== CHALLENGE 1 ==
Scale every point coordinate in the dataset excerpt entries between the line holding "Reviewer note: confirm that each instance of the woman" and the last line of the entries, inclusive, by 2.55, rounding each result to a whole number with halves rounded up. Reproduce only those lines, keeping every note and giving the scaled values in place of the originals.

== DOCUMENT ==

Case 1: If $d_n = 0$ for some $n$ then $\frac{p_n}{q_n} = \frac 13$, i.e. the recursion finishes after at most one more step.

Case 2: If $d_n < 0$ then $\frac{p_n}{q_n} < \frac 13$ and $$ d_{n+1} = 3(p_n + 1) - (q_n + 1) = d_n + 2 > d_n $$ if $\gcd(p_n, q_n) = 1$, otherwise $$ d_{n+1} = \frac{d_n}{\gcd(p_n, q_n)} > d_n \, . $$ So as long as $d_n < 0$, the sequence $(d_n)$ is a strictly increasing sequence of integers, which means that eventually $d_n = 0$ or $d_n > 0$.

Case 3: If $d_n > 0$ then $\frac{p_n}{q_n} > \frac 13$ and $$ d_{n+1} = 3(p_n + 1) - (q_n + 4) = d_n - 1 < d_n $$ if $\gcd(p_n, q_n) = 1$, otherwise $$ 0 < d_{n+1} = \frac{d_n}{\gcd(p_n, q_n)} < d_n \, . $$ So as long as $d_n > 0$, the sequence $(d_n)$ is strictly decreasing, and eventually reaches zero. (Note that $d_{n+1}$ cannot become negative again.)

== Dataset excerpt ==
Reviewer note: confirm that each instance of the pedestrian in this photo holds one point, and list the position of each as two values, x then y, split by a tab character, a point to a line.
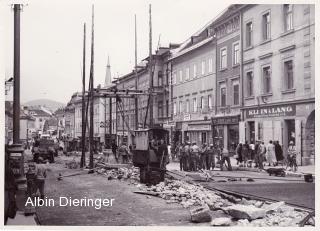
41	174
251	154
182	156
261	155
278	152
271	156
11	187
194	157
163	153
256	154
245	153
209	158
225	157
187	156
239	154
202	154
217	154
114	148
123	152
292	157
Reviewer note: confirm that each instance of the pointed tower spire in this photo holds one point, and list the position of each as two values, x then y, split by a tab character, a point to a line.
108	80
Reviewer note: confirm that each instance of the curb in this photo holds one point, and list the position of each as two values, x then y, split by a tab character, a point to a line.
288	173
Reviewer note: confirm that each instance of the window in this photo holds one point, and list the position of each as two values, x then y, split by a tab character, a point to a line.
180	107
266	26
223	96
210	65
250	83
160	109
203	67
174	78
202	103
236	53
236	94
160	77
187	73
266	80
288	17
210	102
167	108
194	105
288	74
223	58
180	76
187	106
249	34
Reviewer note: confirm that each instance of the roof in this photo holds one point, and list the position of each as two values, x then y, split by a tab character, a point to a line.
39	113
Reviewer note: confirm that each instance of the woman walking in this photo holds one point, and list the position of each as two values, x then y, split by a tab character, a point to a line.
271	156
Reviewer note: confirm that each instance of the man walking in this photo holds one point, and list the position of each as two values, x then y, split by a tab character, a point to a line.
209	158
225	157
41	174
261	155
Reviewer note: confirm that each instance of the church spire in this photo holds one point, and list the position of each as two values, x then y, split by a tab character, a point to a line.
107	81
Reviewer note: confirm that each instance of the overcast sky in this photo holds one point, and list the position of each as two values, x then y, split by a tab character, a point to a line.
52	38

== CHALLENGE 2 ==
Go on with the case-by-case proof about the sequence $(d_n)$ from the point where it stops.

== RIGHT ANSWER 1 ==
Reviewer note: confirm that each instance of the woman walking in this photo holds one point, and list the position of each as two values, x then y, split by a tab character, a point to a line.
691	398
Reviewer note: confirm that each instance of the man walking in this photo holds one point, and list the position of each as two values, x then y, split by a tab character, a point to a line.
533	403
574	400
105	444
666	395
Reviewer note: confirm that each instance of the church spire in this photo holds one point, and list the position of each as two values, x then y, split by a tab character, a point to a line.
273	207
Reviewer note: confirm that each instance of the overcast sky in this photo holds one point, and list the position of each as two values, x then y, split by a tab character, a point to a line.
133	97

== RIGHT ANSWER 2 ==
So in all cases $d_n = 0$ eventually, which shows that the recursion always terminates. Concretely:

  • If $\frac pq = \frac 13$ then the recursion finishes after at most one step (dividing by the $\gcd$). Example: $$ (2, 6) \to (1, 3) $$
  • If $\frac pq < \frac 13$ then the recursion finishes after at most $$ \left\lceil \frac{q-3p}{2}\right\rceil + 2 $$ steps: $\left\lceil \frac{q-3p}{2}\right\rceil$ steps for reaching a state with $\frac pq \ge \frac 13$, possibly one more step for reaching a state with $\frac pq = \frac 13$, and possibly one more step for dividing by the $\gcd$. Example: $$ (1, 6) \to (2, 7) \to (3, 8) \to (4, 12) \to (1, 3) $$
  • If $\frac pq > \frac 13$ then the recursion finishes after at most $$ 3p - q + 1 $$ steps: $3p-q$ steps for reaching a state with $\frac pq = \frac 13$, and possibly one more step for dividing by the $\gcd$. Example: $$ (3, 7) \to (4, 11) \to (5, 15) \to (1, 3) $$

The examples show that those bounds are best possible.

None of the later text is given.